• _Aim_:
Could you copy out these lines of the material word for word, beginning with the first line and stopping after the line that contains "x=373 y=330"?

Pointing and labeling entries:
***
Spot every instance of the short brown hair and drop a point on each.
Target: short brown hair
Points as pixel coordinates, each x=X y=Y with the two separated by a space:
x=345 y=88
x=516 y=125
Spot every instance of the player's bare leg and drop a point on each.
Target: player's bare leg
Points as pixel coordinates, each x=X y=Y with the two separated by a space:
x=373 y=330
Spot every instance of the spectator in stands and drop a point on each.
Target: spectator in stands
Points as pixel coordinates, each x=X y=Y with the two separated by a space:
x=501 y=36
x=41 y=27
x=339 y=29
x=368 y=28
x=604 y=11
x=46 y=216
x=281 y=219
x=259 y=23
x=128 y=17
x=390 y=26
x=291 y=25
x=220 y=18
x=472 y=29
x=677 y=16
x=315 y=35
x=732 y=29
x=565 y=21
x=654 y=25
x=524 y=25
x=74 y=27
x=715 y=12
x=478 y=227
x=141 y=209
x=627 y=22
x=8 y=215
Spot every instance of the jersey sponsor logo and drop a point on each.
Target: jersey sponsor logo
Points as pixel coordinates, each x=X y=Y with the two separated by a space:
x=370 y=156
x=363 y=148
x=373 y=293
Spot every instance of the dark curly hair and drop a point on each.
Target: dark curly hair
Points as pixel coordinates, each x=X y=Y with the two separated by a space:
***
• _The output_:
Spot every instance of the short brown hair and drop a point on each.
Target: short brown hair
Points as pixel coordinates, each x=X y=Y with the two separated by a space:
x=345 y=88
x=516 y=125
Spot every instance of the player's bare leg and drop a point on each.
Target: player's bare leg
Points as pixel coordinates, each x=X y=Y with the two separated by a space:
x=373 y=330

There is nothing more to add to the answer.